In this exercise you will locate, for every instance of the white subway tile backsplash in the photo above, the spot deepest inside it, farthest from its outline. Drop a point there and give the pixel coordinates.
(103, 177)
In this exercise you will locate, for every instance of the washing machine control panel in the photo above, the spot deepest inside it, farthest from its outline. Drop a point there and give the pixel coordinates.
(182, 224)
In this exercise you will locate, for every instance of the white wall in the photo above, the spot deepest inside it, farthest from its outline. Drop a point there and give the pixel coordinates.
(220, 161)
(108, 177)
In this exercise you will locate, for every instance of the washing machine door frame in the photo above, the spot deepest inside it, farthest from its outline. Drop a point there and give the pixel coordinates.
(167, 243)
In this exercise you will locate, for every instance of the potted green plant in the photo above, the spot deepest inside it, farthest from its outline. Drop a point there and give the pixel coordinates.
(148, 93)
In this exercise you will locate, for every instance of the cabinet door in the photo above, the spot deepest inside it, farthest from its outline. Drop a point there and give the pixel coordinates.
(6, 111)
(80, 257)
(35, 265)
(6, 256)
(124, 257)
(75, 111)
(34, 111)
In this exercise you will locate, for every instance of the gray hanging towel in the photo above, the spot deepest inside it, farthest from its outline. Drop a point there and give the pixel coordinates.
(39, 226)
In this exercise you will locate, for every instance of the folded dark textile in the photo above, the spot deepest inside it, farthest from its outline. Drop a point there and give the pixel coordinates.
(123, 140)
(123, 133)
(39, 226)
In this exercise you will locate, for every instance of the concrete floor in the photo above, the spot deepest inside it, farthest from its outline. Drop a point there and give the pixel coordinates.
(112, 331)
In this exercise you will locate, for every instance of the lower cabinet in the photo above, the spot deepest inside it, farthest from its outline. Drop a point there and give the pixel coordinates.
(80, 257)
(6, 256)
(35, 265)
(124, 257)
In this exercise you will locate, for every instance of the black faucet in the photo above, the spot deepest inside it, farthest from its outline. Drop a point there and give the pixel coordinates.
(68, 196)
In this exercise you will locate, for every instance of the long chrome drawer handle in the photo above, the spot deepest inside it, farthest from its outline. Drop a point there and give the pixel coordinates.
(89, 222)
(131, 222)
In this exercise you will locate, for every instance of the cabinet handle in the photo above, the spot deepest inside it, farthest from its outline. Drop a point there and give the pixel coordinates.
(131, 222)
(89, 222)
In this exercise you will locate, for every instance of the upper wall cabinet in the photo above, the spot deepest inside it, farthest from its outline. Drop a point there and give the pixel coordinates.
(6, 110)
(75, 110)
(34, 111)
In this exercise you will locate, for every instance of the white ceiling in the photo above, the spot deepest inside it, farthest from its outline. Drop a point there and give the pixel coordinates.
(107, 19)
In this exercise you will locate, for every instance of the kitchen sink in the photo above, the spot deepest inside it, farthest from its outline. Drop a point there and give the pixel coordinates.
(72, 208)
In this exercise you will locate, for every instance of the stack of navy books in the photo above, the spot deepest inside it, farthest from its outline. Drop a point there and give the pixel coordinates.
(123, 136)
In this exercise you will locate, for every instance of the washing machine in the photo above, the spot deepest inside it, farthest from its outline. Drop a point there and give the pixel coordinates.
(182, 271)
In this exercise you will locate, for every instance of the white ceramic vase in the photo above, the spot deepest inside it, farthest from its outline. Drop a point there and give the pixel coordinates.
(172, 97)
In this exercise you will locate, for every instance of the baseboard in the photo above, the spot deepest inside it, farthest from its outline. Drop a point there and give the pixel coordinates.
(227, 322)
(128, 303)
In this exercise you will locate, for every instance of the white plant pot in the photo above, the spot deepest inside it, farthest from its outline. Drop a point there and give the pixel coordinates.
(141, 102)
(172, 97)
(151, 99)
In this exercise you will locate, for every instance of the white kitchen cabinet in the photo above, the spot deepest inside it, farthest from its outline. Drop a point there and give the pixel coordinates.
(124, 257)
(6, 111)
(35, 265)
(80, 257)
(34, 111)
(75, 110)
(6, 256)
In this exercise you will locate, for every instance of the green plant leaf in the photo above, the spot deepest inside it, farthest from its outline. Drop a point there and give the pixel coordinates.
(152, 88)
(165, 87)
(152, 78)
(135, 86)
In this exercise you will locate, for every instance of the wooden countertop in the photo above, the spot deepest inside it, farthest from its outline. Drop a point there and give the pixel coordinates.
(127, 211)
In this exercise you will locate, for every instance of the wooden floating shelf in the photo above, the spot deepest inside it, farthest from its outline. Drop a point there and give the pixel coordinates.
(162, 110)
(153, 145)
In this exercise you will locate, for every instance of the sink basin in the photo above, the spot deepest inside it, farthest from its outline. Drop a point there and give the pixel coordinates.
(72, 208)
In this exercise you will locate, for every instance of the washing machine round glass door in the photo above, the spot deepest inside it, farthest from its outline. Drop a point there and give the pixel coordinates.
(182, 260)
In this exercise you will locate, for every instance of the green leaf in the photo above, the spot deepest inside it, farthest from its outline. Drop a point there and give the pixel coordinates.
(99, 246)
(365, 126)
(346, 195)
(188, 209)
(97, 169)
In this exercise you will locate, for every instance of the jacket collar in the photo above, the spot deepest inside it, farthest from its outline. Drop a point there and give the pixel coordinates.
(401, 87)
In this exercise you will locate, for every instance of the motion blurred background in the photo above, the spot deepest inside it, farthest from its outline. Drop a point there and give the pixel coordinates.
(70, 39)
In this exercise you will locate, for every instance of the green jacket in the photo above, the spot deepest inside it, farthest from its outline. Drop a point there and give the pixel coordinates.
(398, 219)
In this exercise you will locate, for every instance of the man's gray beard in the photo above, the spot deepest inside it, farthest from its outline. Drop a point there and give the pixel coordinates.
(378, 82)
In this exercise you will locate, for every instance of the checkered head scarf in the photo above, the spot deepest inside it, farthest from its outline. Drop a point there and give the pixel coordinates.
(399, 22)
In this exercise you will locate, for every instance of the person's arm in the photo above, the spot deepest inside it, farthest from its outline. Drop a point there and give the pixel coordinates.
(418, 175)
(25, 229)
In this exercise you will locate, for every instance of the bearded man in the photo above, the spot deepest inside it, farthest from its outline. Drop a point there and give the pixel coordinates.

The request
Each line of the material should be duplicated exactly, please.

Solution to this exercise
In this exercise you will locate, for every instance of the white subway tile backsplash in the photo above, the spot deepest inside it, farthest from its outline. Drop a point there and give the pixel coordinates.
(103, 177)
In this exercise you will locate, for every instance of the washing machine control panel in the photo above, the spot deepest inside it, farthest from its outline. Drop a point there and give the pixel coordinates.
(182, 224)
In this exercise you will locate, for every instance of the white wall in the photo above, the spot deepest inside it, farthest from its outline. Drop a point there and give the pixel coordinates.
(220, 161)
(108, 177)
In this exercise you will locate, for every instance of the washing machine door frame in the photo above, the spot deepest inside it, farthest from its outline. Drop a point there and give the pixel coordinates.
(167, 243)
In this exercise you will locate, for every instance of the potted green plant in the photo above, the spot deepest inside it, farthest from its outline. Drop a point there and give the pixel coordinates.
(148, 93)
In this exercise you will locate, for every instance of the cabinet door in the photo above, the spot deepest inside it, farthest from its outline. Drop a point there and give the pixel coordinates.
(6, 111)
(80, 257)
(35, 265)
(6, 256)
(124, 257)
(75, 111)
(34, 111)
In this exercise you will locate, for every instance of the gray hanging towel in the photo above, the spot deepest inside it, farthest from its outline. Drop a point there and give the pixel coordinates.
(39, 226)
In this exercise you will locate, for every instance of the folded dark textile in the photo above, the spot deepest inside it, farthest from its outline. Drop a point there and give the pixel coordinates.
(123, 140)
(123, 133)
(39, 226)
In this exercise you will locate, for every instance of the concrete floor in the photo above, the spot deepest inside it, farthest from its outline. Drop a point there and give the pixel coordinates.
(112, 331)
In this exercise you will locate, for every instance of the lower cabinet in the photo above, the spot deepest inside it, farthest from its outline. Drop a point there and give the pixel coordinates.
(80, 257)
(6, 256)
(35, 265)
(124, 257)
In this exercise you will locate, for every instance of the black faucet in the photo above, the spot deepest inside it, farthest from its outline. Drop a point there and give the pixel coordinates.
(68, 196)
In this exercise you will locate, for every instance of the long chrome drawer handle in the photo above, the spot deepest inside it, farthest from its outline. Drop a point there and give the pixel coordinates.
(89, 222)
(131, 222)
In this exercise you will locate, for every instance of the cabinet handle in the photo above, the spot deepest inside it, farthest from its outline. Drop a point there and give the pixel coordinates.
(131, 222)
(89, 222)
In this exercise you will locate, for every instance of the upper wall cabinet in the photo above, the spot deepest inside it, farthest from its outline. Drop a point there and give the pixel coordinates.
(6, 110)
(75, 110)
(34, 111)
In this exercise you will locate, for every instance of the white ceiling in the photo above, the spot deepest inside it, farthest from its outline. Drop a point there and give the pixel coordinates.
(107, 19)
In this exercise you will locate, for every instance of the kitchen sink in the photo above, the spot deepest inside it, farthest from its outline. Drop a point there and give the pixel coordinates.
(72, 208)
In this exercise you will locate, for every instance of the stack of navy books in the photo above, the spot deepest inside it, farthest from its outline. Drop a point there and give the pixel coordinates.
(123, 136)
In this exercise you will locate, for every instance of the washing machine in the photo above, the spot deepest inside it, farthest from its outline. Drop a point there and give the pixel coordinates.
(182, 271)
In this exercise you will locate, for every instance of the white ceramic vase in the photo above, the spot deepest inside it, farthest from its outline. Drop a point there and give the pixel coordinates.
(172, 97)
In this exercise you will locate, for every instance of the baseboard in the photo above, the spot deepest inside it, farthest from its outline. Drop a point there and give the pixel coordinates.
(227, 322)
(128, 303)
In this exercise you will locate, for every instance of the white plant pot in the photo above, the spot deepest inside it, farthest from its outline. Drop a point there and give the pixel coordinates.
(141, 102)
(172, 97)
(151, 99)
In this exercise you will locate, for every instance of the white kitchen cabinet in the photo above, the spot deepest inside it, farthest from its outline. Drop a point there and give the pixel coordinates.
(124, 257)
(6, 111)
(35, 265)
(80, 257)
(34, 111)
(75, 110)
(6, 256)
In this exercise you will locate, for every instance of the green plant leaf in the photo above, the spot deepest inside it, farthest from its outline. Drop a point there and give the pixel coordinates.
(152, 88)
(165, 87)
(152, 78)
(135, 86)
In this exercise you will locate, for every instance of the wooden countertop in the photo above, the spot deepest inside it, farthest from its outline. Drop a point there and give the pixel coordinates.
(127, 211)
In this exercise you will locate, for every instance of the wooden floating shelf in the photo above, the spot deepest inside it, farthest from its outline. Drop a point there and give the pixel coordinates.
(162, 110)
(153, 145)
In this exercise you will locate, for every instance of the sink basin in the photo above, the spot deepest inside it, farthest from its outline. Drop a point there and give the pixel coordinates.
(72, 208)
In this exercise you will locate, for every instance of the washing machine round glass door in the photo above, the spot deepest inside it, farthest from its outline. Drop a point there and give the pixel coordinates.
(182, 260)
In this exercise you will locate, for every instance of the green leaf in the photo above, the spot deepest inside it, farthest from its outline. Drop a point there and give the pixel coordinates.
(99, 246)
(365, 126)
(346, 195)
(188, 209)
(97, 169)
In this exercise you will locate, for every instance of the jacket collar in the photo above, the spot deepest inside it, farthest from its outline. Drop a point there and give the pixel coordinates.
(401, 87)
In this exercise you will locate, for every instance of the motion blurred background in the photo above, the spot deepest inside it, farthest from its outline. Drop a point there and give the pixel coordinates.
(70, 39)
In this exercise you will locate, for every instance of the green jacket in the photo above, the spot deepest inside it, farthest from its outline. Drop a point there and give the pixel coordinates.
(398, 219)
In this exercise you will locate, for every instance of the man's gray beard in the photo above, the spot deepest inside it, farthest from its outline. Drop a point there and give the pixel coordinates.
(378, 82)
In this exercise you will locate, for every instance of the checkered head scarf in the photo above, the spot deepest inside it, farthest from its outline. Drop a point there and give the pixel coordinates.
(399, 22)
In this exercise you will locate, for every instance of the person's arm in the photo above, the spot deepest inside it, farthest from its outline. Drop a point there and give the pixel coordinates.
(418, 175)
(25, 229)
In this exercise you will locate, for every instance of the bearded man in the photo above, the spot deepest inside it, farthest from its outline. Drop a point there and give the pixel coordinates.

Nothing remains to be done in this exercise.